Exercise instructions:
Among the entries below, find each line with "tall" and show it.

(Saved data entries)

───

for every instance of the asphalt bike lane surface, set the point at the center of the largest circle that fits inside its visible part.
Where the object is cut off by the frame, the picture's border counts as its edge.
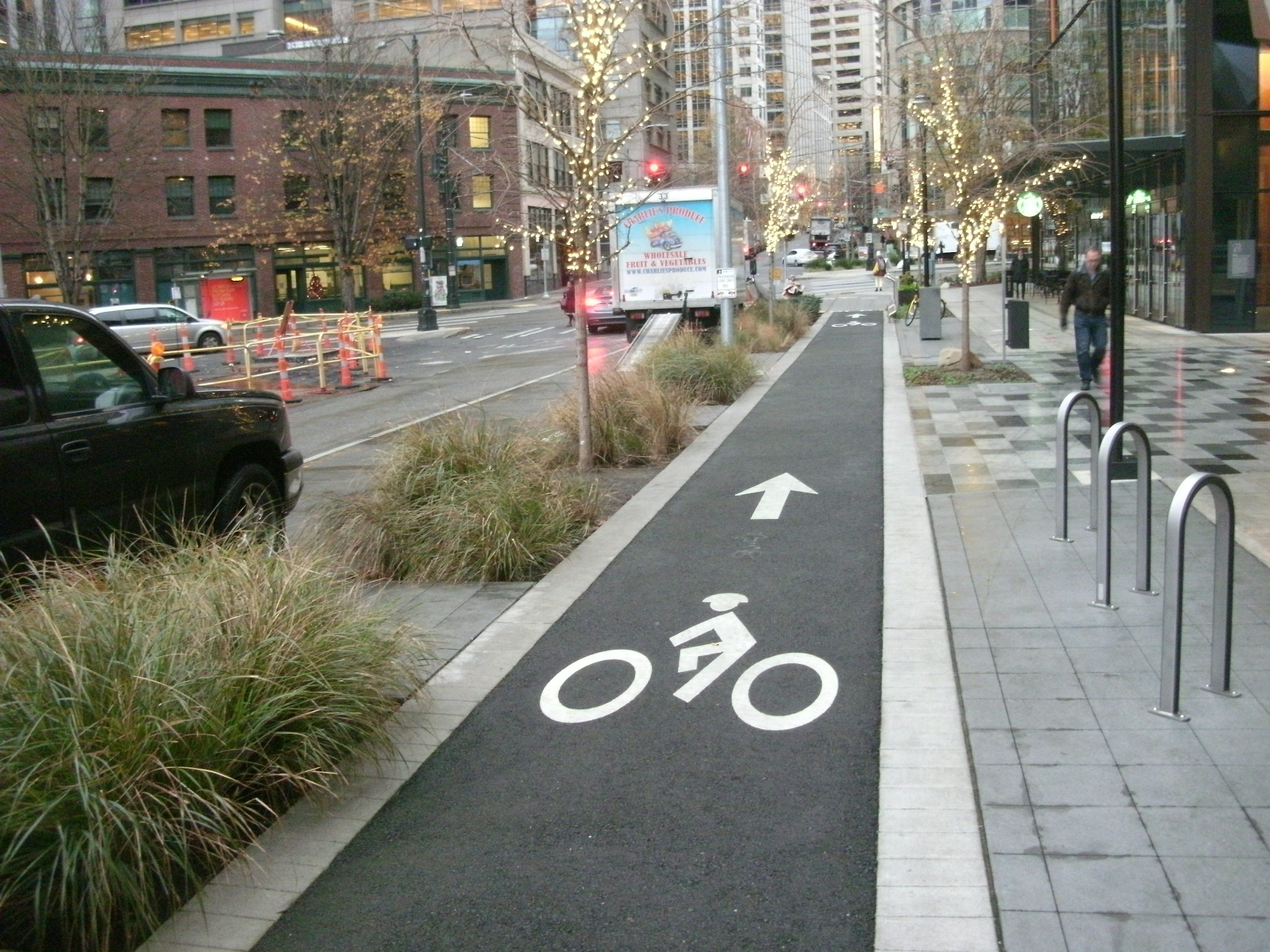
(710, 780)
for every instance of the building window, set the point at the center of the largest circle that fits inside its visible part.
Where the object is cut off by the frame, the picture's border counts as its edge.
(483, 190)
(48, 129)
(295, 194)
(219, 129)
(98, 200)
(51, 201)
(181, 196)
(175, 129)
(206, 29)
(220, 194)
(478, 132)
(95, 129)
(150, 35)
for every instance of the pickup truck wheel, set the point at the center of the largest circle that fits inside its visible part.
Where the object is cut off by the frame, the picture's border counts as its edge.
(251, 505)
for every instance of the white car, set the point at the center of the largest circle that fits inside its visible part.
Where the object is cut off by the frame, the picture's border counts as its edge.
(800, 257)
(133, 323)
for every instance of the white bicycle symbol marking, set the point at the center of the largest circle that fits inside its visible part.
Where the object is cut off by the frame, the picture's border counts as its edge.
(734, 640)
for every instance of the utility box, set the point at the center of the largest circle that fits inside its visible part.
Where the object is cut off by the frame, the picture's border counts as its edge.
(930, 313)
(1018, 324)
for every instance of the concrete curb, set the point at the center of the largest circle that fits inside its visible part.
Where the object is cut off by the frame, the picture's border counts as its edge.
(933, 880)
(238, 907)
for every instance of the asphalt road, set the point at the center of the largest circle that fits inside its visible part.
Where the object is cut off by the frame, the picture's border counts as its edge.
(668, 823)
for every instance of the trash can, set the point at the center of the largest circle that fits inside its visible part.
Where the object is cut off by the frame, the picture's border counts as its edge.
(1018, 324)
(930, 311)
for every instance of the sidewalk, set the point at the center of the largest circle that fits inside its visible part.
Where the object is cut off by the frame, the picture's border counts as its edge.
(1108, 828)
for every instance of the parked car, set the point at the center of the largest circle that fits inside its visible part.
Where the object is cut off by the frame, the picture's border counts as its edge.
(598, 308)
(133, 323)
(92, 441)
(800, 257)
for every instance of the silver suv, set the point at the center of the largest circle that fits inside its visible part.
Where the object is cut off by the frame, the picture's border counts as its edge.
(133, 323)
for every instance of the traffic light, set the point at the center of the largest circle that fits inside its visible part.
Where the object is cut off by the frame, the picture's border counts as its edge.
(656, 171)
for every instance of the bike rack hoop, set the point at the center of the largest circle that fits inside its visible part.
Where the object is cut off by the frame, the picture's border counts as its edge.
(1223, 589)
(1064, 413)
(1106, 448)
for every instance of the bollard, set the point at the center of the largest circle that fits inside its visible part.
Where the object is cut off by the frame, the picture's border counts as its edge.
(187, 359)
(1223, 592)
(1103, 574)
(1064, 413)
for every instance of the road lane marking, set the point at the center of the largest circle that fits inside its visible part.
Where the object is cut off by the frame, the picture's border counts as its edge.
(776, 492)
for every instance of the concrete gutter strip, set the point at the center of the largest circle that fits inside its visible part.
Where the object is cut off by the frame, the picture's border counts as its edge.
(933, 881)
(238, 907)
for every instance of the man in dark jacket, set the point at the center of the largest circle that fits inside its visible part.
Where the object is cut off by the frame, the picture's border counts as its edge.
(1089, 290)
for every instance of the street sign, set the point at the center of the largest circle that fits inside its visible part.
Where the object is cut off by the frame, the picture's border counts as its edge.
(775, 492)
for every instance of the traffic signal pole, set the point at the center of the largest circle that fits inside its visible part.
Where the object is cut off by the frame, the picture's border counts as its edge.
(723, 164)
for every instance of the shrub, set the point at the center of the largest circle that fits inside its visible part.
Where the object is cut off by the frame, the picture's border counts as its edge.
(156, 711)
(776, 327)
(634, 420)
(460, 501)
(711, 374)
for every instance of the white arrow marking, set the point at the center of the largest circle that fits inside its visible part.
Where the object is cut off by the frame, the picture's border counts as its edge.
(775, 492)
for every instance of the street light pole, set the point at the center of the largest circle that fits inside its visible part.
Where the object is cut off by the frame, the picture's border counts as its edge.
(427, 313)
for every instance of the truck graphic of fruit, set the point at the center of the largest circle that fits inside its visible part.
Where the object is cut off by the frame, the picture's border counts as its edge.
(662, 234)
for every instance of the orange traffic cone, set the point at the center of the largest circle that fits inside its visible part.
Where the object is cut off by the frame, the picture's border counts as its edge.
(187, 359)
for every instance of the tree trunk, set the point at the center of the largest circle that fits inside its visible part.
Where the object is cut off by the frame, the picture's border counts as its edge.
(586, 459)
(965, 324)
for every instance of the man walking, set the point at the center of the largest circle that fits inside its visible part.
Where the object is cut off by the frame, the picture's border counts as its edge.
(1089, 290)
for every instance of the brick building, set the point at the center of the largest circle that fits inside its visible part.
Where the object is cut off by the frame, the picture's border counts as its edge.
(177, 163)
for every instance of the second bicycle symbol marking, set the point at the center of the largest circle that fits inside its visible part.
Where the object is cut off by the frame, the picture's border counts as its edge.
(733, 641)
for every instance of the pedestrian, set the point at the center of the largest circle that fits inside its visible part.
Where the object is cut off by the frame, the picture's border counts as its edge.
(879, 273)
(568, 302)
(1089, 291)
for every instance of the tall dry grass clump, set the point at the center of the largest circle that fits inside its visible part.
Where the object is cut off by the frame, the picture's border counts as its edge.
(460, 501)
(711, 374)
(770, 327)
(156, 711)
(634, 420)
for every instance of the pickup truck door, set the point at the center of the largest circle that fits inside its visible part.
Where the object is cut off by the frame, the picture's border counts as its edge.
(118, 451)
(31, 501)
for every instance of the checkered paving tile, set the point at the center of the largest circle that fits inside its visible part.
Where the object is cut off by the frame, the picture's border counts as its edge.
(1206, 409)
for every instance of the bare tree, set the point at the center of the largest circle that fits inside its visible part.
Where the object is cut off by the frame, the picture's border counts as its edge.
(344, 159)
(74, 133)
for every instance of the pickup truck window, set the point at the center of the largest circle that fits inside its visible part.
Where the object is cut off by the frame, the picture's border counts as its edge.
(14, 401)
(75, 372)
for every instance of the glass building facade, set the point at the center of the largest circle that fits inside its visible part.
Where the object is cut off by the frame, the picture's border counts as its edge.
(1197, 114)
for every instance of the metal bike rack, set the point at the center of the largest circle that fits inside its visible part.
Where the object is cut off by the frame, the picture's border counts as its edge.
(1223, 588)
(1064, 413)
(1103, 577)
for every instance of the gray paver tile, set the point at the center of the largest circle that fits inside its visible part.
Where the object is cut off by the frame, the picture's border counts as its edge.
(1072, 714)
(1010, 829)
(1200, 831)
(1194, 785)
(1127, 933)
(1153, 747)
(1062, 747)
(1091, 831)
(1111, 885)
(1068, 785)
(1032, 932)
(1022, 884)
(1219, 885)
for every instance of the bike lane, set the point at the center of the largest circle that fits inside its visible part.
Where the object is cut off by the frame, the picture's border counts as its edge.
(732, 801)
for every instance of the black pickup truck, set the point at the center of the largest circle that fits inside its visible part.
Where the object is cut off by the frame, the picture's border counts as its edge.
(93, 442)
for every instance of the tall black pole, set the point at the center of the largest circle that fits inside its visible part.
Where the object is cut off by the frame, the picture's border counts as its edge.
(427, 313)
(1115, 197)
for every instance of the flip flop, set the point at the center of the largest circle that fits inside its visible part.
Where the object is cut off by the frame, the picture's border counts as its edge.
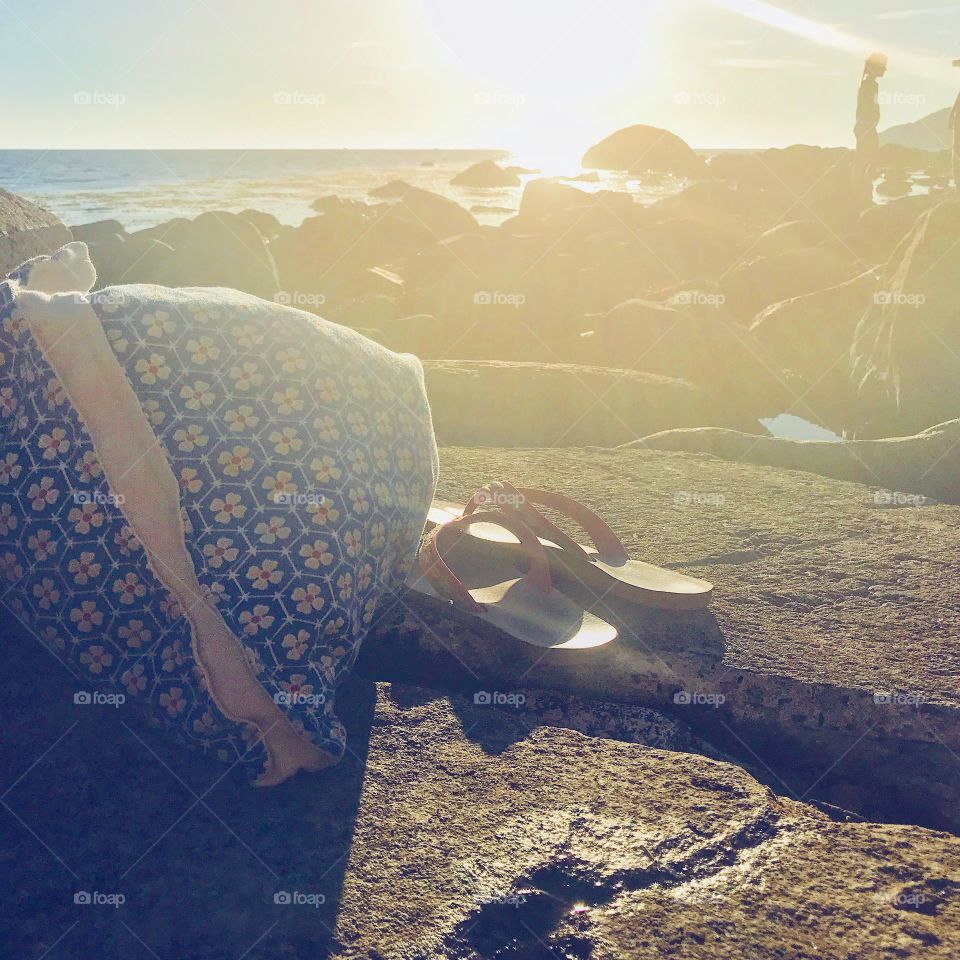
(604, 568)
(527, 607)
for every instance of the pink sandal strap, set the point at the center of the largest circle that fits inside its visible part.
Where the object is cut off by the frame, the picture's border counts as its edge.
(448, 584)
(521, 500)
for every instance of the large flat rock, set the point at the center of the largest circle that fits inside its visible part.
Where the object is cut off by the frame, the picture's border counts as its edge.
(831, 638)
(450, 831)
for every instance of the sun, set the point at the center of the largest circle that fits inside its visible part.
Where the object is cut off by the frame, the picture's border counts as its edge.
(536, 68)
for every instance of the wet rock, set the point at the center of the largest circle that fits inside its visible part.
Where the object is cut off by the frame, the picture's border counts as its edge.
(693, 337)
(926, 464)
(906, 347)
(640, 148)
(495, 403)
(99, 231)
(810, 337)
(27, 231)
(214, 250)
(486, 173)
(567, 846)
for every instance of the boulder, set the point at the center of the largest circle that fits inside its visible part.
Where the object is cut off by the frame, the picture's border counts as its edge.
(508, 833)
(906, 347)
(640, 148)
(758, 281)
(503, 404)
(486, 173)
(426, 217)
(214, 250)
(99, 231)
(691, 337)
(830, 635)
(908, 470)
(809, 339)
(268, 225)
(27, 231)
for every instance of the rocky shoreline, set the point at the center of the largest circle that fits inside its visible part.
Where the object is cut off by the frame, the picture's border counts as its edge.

───

Solution to the exercise:
for every instance of the tall dry grass clump, set the point at the center of the largest circle that fits inside its visible part.
for every instance of the tall black pole, set the point at the center of the largest circle that fits inside its visible part.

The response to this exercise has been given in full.